Your instructions – Only the lines that contain the string "instance" belong in the answer; pull them from the records.

Records to use –
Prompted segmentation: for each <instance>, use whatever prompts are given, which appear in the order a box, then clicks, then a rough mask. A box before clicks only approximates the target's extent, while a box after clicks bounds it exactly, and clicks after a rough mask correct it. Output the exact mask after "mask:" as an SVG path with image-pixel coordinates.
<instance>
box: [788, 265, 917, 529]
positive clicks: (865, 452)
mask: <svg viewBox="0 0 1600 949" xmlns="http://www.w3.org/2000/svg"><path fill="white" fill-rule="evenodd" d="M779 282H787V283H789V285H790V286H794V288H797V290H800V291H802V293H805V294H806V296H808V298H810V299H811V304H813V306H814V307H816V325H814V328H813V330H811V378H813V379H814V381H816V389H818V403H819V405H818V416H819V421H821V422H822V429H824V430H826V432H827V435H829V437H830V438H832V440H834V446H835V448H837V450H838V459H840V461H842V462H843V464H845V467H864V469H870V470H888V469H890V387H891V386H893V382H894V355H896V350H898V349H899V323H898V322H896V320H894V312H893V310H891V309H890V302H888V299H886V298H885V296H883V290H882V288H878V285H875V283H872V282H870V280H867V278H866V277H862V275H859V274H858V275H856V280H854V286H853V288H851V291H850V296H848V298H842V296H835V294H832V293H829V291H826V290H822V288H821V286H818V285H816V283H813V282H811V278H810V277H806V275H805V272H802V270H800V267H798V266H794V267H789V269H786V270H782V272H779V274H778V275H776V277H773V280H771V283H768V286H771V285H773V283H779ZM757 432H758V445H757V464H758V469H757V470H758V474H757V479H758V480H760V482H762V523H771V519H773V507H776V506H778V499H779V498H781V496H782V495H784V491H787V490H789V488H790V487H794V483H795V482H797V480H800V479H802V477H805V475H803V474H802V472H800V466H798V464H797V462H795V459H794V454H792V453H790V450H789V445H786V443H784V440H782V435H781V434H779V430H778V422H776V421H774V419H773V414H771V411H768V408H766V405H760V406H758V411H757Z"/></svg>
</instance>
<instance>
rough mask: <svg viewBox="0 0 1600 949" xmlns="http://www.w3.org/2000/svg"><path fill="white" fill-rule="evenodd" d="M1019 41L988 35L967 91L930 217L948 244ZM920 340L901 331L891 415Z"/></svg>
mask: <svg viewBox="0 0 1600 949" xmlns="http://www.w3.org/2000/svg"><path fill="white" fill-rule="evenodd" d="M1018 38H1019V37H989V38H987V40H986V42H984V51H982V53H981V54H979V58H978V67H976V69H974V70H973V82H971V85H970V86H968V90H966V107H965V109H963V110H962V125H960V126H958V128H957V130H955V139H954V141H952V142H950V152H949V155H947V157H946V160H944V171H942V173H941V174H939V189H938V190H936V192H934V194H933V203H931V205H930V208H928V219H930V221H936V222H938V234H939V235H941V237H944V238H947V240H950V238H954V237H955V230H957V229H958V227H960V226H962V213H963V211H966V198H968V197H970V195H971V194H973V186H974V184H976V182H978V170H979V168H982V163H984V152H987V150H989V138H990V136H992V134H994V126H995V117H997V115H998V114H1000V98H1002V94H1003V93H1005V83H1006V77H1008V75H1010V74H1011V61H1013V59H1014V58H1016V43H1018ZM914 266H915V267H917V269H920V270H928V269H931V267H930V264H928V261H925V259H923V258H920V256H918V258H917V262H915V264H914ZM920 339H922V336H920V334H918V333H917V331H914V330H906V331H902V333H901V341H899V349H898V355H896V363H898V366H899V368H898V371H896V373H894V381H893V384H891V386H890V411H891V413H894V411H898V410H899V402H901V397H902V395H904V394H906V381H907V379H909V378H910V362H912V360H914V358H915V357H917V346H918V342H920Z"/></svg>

Result of this exercise –
Prompted segmentation: for each <instance>, use whatever prompts are given, which appear in the order a box, then clicks, then a rough mask. A box before clicks only approximates the target's extent, while a box after clicks bounds it exactly, and clicks after a rough mask correct it. Output the exact mask after "mask:" as an SVG path with image-pixel coordinates.
<instance>
</instance>
<instance>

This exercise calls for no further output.